=== Section Start ===

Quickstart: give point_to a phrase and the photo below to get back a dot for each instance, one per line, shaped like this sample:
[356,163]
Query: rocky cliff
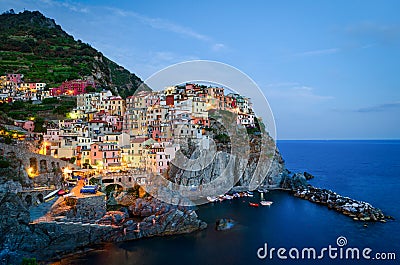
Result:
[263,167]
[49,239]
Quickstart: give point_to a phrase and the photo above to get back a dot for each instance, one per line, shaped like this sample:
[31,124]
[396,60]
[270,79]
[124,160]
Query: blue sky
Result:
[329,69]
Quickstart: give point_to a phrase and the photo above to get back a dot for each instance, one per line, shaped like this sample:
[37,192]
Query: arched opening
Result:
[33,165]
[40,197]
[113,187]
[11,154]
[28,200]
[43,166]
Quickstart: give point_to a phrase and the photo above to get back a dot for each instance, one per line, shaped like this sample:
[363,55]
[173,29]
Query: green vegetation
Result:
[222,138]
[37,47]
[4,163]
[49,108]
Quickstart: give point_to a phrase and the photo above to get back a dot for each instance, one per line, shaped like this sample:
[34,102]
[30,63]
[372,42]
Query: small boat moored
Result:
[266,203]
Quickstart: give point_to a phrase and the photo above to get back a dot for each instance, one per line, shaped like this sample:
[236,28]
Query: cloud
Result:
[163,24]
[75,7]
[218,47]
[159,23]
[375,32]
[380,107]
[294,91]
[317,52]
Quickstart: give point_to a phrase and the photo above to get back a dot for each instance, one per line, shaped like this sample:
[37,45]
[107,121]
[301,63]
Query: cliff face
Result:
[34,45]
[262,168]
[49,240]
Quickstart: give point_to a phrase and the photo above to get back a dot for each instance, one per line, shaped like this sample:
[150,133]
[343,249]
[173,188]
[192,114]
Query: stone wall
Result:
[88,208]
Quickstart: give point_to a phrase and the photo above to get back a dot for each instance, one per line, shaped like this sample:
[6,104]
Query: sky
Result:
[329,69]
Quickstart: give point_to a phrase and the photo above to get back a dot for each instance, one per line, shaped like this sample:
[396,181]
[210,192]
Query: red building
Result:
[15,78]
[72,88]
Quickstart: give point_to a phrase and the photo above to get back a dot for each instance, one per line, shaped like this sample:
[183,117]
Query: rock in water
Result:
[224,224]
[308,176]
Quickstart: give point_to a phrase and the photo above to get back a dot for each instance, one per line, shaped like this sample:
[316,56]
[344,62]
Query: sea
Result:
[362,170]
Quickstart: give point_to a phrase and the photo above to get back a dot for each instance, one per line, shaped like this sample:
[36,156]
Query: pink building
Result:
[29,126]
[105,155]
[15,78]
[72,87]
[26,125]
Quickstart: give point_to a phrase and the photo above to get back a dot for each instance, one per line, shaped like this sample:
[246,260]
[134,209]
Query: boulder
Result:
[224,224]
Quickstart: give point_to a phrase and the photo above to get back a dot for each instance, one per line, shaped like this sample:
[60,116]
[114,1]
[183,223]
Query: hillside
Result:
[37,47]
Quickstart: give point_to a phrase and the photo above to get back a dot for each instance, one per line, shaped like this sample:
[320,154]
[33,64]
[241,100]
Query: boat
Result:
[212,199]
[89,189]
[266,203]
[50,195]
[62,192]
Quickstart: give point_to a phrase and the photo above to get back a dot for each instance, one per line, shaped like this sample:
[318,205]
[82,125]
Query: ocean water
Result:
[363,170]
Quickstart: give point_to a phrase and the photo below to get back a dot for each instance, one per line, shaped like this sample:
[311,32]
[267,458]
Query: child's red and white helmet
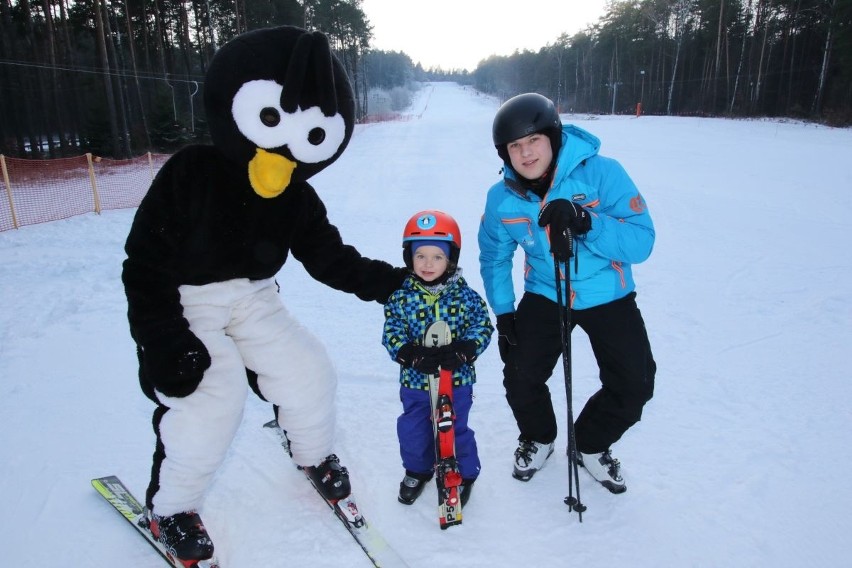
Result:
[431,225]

=== Section End ===

TASK BRIEF:
Count every line above that holds the word "building", and state the number and nothing more.

REPLY TO THE TASK:
2